# STUDY TEXT
──────

It's been exactly 10 days since dad's stroke.  It has been quite the week.  Hospital visits, coming home, alot of chores to do, dad care, mom care, my own care!

People somehow are under the impression if you are disabled, you are lazy and sit on your butt all day doing nothing except watching tv!  It's disgusting how they stereotype the disabled.  Not to mention lymphedema patients being called "fat".  I get so mad at that.

Some days I feel I do more here at home than I ever did at work.  It takes twice as long when you don't feel good to start.  I started my day today with a touch of bad food bug and vomiting.  I had a terrible toothache, not sure which tooth it is, DDS xrayed both of them can't tell.  So here I sit in pain with the tooth, the jaw the usual, killing me, headache up the wazoo, swollen up the wazoo with a household of elderly parents, dad with the stroke and deaf (98% deaf) and he can't talk properly he slurs and gibberish, then mom is blind, diabetic.  I had to get groceries today, pay bills, transport a friends kid to and from work, take back a few things to Walmart for mom, get gas, get to the bank to order new checks, then I had my chiropractor.  I came home beat to find them arguing about some petty thing, had to get dinner going, feed the cats, do litter duty and put house trash out, then it was dishes, laundry, and here I am and it's 10:07.   I cannot imagine doing this and working too.  Working 2 jobs was alot easier!  My problem with working is I am not reliable I'm semi-ok one day and flat the next.  I have to put so much care into the lymphedema all the time to stay mobile.  I work 5 times a day on myself.  That's at least 5 hours there.

I also helped a friend with her bookwork on her bills in the morning too.   I was so tempted to go back to bed today and forget all of it.  I'm going to bed very shortly after a fast bath.  The car was so hot today but didn't have much gas to turn on AC.  I got gas last on the way home.

──────

From the caregiving post above, output the passage that begins with the words containing "It's been exactly" and ends with "my own care!", reproducing it word for word.

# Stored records
──────

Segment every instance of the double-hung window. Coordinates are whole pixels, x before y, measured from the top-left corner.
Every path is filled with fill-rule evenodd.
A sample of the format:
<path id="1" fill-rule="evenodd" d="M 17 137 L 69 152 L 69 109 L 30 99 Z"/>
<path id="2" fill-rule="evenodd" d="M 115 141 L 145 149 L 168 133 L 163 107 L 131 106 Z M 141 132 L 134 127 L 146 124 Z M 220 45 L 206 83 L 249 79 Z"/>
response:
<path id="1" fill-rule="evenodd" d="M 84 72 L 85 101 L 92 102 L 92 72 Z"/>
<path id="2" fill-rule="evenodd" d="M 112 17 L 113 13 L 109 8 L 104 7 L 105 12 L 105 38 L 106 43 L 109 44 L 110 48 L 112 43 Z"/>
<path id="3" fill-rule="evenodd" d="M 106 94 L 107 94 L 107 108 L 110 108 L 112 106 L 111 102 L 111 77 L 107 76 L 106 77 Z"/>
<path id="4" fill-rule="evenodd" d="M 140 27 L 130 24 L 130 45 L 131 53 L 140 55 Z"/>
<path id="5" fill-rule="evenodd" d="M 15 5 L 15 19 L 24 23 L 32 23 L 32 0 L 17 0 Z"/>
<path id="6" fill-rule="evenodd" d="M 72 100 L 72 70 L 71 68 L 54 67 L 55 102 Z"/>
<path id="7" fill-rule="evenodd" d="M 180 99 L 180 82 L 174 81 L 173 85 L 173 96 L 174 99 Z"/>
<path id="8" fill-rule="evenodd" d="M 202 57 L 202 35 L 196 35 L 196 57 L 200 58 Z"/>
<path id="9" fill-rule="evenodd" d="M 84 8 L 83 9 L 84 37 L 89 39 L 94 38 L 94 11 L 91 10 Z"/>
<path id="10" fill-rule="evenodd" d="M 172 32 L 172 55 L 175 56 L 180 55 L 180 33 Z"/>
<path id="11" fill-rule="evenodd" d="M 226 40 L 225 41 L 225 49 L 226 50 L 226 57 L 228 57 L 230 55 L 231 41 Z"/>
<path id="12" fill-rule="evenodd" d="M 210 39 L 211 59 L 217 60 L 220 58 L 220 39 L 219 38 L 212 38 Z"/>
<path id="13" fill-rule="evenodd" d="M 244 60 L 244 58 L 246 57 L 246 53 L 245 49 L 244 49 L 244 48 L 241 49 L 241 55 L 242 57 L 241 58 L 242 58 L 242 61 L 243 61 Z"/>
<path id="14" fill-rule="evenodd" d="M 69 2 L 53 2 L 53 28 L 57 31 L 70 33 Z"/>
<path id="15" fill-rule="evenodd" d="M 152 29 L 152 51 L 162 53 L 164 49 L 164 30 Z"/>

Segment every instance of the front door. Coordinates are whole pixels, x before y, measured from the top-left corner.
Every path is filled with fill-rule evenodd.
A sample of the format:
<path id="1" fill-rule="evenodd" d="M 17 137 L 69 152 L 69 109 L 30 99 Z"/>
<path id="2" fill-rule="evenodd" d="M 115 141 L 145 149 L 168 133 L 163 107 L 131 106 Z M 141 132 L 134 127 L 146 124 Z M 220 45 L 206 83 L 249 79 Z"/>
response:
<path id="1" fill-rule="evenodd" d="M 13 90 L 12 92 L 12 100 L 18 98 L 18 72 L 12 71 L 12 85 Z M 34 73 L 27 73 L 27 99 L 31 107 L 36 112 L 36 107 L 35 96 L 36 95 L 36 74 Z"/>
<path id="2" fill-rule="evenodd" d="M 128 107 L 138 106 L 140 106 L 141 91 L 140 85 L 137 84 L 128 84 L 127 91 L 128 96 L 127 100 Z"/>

──────

# RESULT OF THIS TASK
It's been exactly 10 days since dad's stroke.  It has been quite the week.  Hospital visits, coming home, alot of chores to do, dad care, mom care, my own care!